Task statement -
Reproduce the data below with every "rough mask" changed to "coarse mask", keeping everything else the same.

Record extracts -
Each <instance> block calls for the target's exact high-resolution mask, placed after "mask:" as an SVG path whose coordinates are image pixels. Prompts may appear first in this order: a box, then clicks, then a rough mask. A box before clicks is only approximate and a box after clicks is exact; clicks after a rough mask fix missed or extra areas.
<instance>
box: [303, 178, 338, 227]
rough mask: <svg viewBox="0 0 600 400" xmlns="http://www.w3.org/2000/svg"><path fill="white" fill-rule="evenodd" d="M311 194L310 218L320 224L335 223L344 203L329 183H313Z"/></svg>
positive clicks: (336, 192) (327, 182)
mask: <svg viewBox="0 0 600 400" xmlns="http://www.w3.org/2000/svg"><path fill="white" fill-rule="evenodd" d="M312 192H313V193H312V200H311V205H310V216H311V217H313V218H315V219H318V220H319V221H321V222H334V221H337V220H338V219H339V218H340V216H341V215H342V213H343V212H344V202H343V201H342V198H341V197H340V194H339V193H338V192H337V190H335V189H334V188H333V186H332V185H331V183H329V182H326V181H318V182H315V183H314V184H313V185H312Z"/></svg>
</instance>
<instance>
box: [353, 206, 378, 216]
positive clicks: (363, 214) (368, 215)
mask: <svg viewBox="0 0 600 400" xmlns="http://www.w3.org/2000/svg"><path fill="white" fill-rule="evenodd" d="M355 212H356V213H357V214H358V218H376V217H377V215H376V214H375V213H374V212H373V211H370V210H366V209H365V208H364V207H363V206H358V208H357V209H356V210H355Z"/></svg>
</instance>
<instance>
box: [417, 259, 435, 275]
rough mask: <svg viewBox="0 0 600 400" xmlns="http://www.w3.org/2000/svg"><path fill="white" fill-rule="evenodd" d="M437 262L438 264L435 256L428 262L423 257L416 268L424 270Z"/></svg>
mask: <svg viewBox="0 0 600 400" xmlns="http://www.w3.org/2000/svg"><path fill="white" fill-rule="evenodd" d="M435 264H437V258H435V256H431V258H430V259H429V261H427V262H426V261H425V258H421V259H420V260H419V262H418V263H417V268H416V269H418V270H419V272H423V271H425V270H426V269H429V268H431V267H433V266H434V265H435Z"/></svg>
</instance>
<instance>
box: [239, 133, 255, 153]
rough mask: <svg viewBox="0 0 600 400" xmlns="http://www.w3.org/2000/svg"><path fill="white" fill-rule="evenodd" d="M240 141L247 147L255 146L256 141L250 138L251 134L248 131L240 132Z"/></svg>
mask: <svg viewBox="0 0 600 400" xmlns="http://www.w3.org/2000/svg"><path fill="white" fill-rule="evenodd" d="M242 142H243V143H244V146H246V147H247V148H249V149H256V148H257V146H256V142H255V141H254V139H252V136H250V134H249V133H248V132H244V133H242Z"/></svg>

Answer -
Each <instance> block calls for the target's exact high-resolution mask, placed after "mask:" as an SVG path whose coordinates are image pixels. Prompts may appear first in this order: a box, then clicks, then a coarse mask. A box before clicks is only approximate and a box after clicks is exact; clicks after a coarse mask fix missed or extra areas.
<instance>
box: [303, 178, 338, 227]
coarse mask: <svg viewBox="0 0 600 400" xmlns="http://www.w3.org/2000/svg"><path fill="white" fill-rule="evenodd" d="M311 194L310 218L320 224L335 223L344 203L329 183H313Z"/></svg>
positive clicks: (336, 192) (327, 182)
mask: <svg viewBox="0 0 600 400" xmlns="http://www.w3.org/2000/svg"><path fill="white" fill-rule="evenodd" d="M312 192H313V193H312V200H311V205H310V216H311V217H313V218H315V219H318V220H319V221H321V222H334V221H337V220H338V219H339V218H340V216H341V215H342V213H343V212H344V202H343V201H342V198H341V197H340V194H339V193H338V192H337V190H335V189H334V188H333V186H332V185H331V183H329V182H326V181H318V182H315V183H314V184H313V185H312Z"/></svg>
</instance>
<instance>
box: [353, 206, 378, 216]
positive clicks: (363, 214) (368, 215)
mask: <svg viewBox="0 0 600 400" xmlns="http://www.w3.org/2000/svg"><path fill="white" fill-rule="evenodd" d="M355 212H356V213H357V214H358V218H376V217H377V215H376V214H375V213H374V212H373V211H370V210H366V209H365V208H364V207H363V206H358V208H357V209H356V210H355Z"/></svg>
</instance>
<instance>
box: [417, 259, 435, 275]
coarse mask: <svg viewBox="0 0 600 400" xmlns="http://www.w3.org/2000/svg"><path fill="white" fill-rule="evenodd" d="M437 262L438 264L435 256L428 262L423 257L416 268L424 270Z"/></svg>
mask: <svg viewBox="0 0 600 400" xmlns="http://www.w3.org/2000/svg"><path fill="white" fill-rule="evenodd" d="M435 264H437V258H435V256H431V258H430V259H429V261H427V262H426V261H425V258H421V259H420V260H419V262H418V263H417V268H416V269H418V270H419V272H423V271H425V270H426V269H429V268H431V267H433V266H434V265H435Z"/></svg>
</instance>
<instance>
box: [239, 133, 255, 153]
coarse mask: <svg viewBox="0 0 600 400" xmlns="http://www.w3.org/2000/svg"><path fill="white" fill-rule="evenodd" d="M240 141L247 147L255 146L256 141L250 138L251 134L248 131L240 132Z"/></svg>
mask: <svg viewBox="0 0 600 400" xmlns="http://www.w3.org/2000/svg"><path fill="white" fill-rule="evenodd" d="M242 142H243V143H244V146H246V147H247V148H249V149H256V148H257V146H256V142H255V141H254V139H252V136H250V134H249V133H248V132H244V133H242Z"/></svg>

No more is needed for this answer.